§ **EXERCISE REQUIREMENTS**
Convert each of the rows below into a JSON list of strings, one string per line, leaving out any blank lines.

----

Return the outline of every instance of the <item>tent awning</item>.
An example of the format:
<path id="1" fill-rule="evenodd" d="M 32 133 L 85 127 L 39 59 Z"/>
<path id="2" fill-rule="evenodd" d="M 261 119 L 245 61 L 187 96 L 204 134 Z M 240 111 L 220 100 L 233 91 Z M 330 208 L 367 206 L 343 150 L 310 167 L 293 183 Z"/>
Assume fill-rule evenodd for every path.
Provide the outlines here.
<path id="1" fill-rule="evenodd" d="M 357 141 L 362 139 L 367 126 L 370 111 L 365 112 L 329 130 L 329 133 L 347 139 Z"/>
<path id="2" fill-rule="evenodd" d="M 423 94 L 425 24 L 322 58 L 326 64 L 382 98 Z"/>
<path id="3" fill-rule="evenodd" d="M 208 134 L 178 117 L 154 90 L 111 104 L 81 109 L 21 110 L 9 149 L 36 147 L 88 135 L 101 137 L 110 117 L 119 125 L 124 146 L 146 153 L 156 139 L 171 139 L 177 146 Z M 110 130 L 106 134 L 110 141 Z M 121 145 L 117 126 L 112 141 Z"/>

----

§ **SOLUTION TO THIS PROBLEM**
[
  "Return the outline of every instance of the <item>tent awning</item>.",
  "An example of the format:",
  "<path id=\"1\" fill-rule=\"evenodd\" d=\"M 32 133 L 85 127 L 39 59 Z\"/>",
  "<path id=\"2\" fill-rule=\"evenodd\" d=\"M 261 119 L 245 61 L 187 96 L 204 134 Z M 240 111 L 220 100 L 233 91 Z M 330 208 L 367 206 L 343 150 L 310 167 L 293 183 Z\"/>",
  "Assume fill-rule evenodd for every path.",
  "Provide the outlines here.",
  "<path id=\"1\" fill-rule=\"evenodd\" d=\"M 357 141 L 362 139 L 367 126 L 370 111 L 365 112 L 329 130 L 329 133 L 347 139 Z\"/>",
  "<path id=\"2\" fill-rule=\"evenodd\" d=\"M 423 94 L 425 24 L 322 58 L 326 64 L 382 98 Z\"/>",
  "<path id=\"3\" fill-rule=\"evenodd\" d=\"M 208 134 L 178 117 L 154 90 L 111 104 L 81 109 L 21 110 L 9 149 L 36 147 L 88 135 L 101 137 L 110 117 L 119 125 L 124 146 L 146 153 L 156 139 L 171 139 L 177 146 Z M 110 130 L 106 134 L 110 141 Z M 121 145 L 117 126 L 112 141 Z\"/>"
]